» RECORD SET:
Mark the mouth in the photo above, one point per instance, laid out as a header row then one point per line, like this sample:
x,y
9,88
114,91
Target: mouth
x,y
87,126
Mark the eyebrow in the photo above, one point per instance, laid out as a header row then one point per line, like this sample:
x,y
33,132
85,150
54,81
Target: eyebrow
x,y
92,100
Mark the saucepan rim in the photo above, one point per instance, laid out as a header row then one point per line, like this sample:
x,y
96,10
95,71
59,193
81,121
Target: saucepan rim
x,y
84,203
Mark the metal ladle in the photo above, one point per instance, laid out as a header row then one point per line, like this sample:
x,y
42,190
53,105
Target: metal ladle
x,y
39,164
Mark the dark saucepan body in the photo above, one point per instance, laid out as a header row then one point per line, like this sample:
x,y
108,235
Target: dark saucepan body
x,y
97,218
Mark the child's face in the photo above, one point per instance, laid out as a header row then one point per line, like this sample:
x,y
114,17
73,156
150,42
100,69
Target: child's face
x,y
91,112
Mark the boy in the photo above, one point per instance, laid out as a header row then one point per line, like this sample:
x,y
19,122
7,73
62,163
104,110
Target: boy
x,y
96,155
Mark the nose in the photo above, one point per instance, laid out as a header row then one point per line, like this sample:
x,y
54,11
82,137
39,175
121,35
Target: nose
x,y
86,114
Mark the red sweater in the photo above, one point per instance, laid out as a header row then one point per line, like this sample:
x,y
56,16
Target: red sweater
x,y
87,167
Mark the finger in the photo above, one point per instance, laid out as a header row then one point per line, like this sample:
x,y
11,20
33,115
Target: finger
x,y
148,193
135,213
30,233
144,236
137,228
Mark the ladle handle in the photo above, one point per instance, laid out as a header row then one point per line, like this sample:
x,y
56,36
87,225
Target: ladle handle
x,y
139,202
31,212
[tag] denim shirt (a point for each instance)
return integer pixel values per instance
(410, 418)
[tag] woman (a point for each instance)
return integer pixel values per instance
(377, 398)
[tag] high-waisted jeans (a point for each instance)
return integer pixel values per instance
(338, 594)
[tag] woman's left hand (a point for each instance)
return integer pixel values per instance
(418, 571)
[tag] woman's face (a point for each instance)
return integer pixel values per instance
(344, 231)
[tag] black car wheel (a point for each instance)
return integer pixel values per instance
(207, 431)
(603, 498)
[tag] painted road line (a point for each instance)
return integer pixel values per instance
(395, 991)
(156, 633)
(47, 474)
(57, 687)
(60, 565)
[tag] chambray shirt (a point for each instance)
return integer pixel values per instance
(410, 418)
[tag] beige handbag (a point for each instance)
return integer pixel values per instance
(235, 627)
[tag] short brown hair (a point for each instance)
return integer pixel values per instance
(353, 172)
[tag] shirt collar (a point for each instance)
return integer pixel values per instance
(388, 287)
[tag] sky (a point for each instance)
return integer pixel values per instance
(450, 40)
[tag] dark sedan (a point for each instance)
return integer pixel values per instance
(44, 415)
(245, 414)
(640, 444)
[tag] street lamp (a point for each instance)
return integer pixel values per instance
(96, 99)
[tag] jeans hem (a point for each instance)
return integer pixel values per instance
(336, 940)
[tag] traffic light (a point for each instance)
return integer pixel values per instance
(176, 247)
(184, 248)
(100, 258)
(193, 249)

» THE PROBLEM:
Copy out every one of the records above, substituting "occurrence" for each occurrence of "instance" and changing nothing else.

» OUTPUT:
Mark the mouth in the photo above, one point per occurrence, laid out as a header row then one point per line, like this sample:
x,y
9,88
114,91
Target: mouth
x,y
87,126
Mark the eyebrow in the photo above, one point per occurrence, laid out as a header row then one point per line, like this sample:
x,y
33,132
85,150
54,81
Target: eyebrow
x,y
92,100
Mark the saucepan rim in the photo above, one point per occurrence, laid out as a header row then one point per line, like this sample:
x,y
96,10
95,71
59,193
81,121
Target: saucepan rim
x,y
84,203
Mark the metal ladle in the photo above, one point per occurrence, laid out as a header row then one point per line, like this sample:
x,y
42,190
53,105
Target: metal ladle
x,y
39,164
Mark the dark saucepan body in the photo above, one point per occurrence, laid out as a header row then one point per line, like this sample:
x,y
108,235
Target: dark saucepan body
x,y
97,218
Mark the child's face in the photo above, one point per occurrence, laid out as a header row then one point per line, like this sample:
x,y
114,17
73,156
150,42
100,69
Target: child's face
x,y
91,112
Mark the boy in the photo above, one point per occurrence, laid out as a header row then one point per line, like this sample:
x,y
19,122
7,73
62,163
104,110
Target: boy
x,y
96,155
Mark the nose in the photo above, one point per occurrence, laid out as a header row then one point per line, like this sample:
x,y
54,11
82,137
39,175
121,35
Target: nose
x,y
86,114
Mark the red sweater in the photo above, one point per occurrence, laid out as a header row then one point per line, like this sample:
x,y
56,16
Target: red sweater
x,y
87,167
Mark the finger in the photo above, one point per occurrence, laid out as a header row then one point per line, like this sample:
x,y
11,20
33,115
Target: finger
x,y
148,193
135,213
30,233
144,236
137,228
Mark the ladle handle in the photo above, one point per occurrence, laid out as a header row then one point per line, like this sample:
x,y
56,36
87,225
Target: ladle handle
x,y
139,202
31,212
[tag] denim shirt (a point for each occurrence)
return integer pixel values per occurrence
(410, 418)
[tag] woman (a point for each occurrence)
return integer pixel values per occurrence
(377, 398)
[tag] high-waisted jeans (a point for each occurrence)
return integer pixel values per occurrence
(338, 594)
[tag] woman's left hand (a point for each occurrence)
return integer pixel values per occurrence
(418, 571)
[tag] woman's face (a point for each occurrence)
return integer pixel values per occurrence
(344, 231)
[tag] black car wheel (a point for each occurrence)
return integer pixel values per occurrence
(207, 431)
(603, 498)
[tag] painted road line (a point for each occurrence)
return integer pixel values per occurrence
(395, 991)
(156, 633)
(47, 474)
(57, 687)
(60, 565)
[tag] chambray shirt (a point for each occurrence)
return integer pixel values per occurrence
(410, 418)
[tag] beige handbag (a point for each occurrence)
return integer pixel values per occurrence
(235, 627)
[tag] short brown hair (a point for each occurrence)
return integer pixel values per occurrence
(353, 172)
[tag] shirt collar (a point for each occurrence)
return integer pixel values per occurrence
(388, 287)
[tag] sky (a point for each occurrence)
return integer pixel values per occurrence
(450, 40)
[tag] dark sedan (a point for each occurrence)
return integer pixel values per occurrence
(44, 415)
(245, 414)
(640, 444)
[tag] street lamp (a point for each occurrence)
return integer pixel values per occurrence
(96, 99)
[tag] jeans hem (a point for each occurrence)
return integer pixel values per occurrence
(336, 940)
[tag] traffic light (a point for each occurrence)
return integer pixel values per occurrence
(176, 247)
(184, 248)
(100, 258)
(193, 249)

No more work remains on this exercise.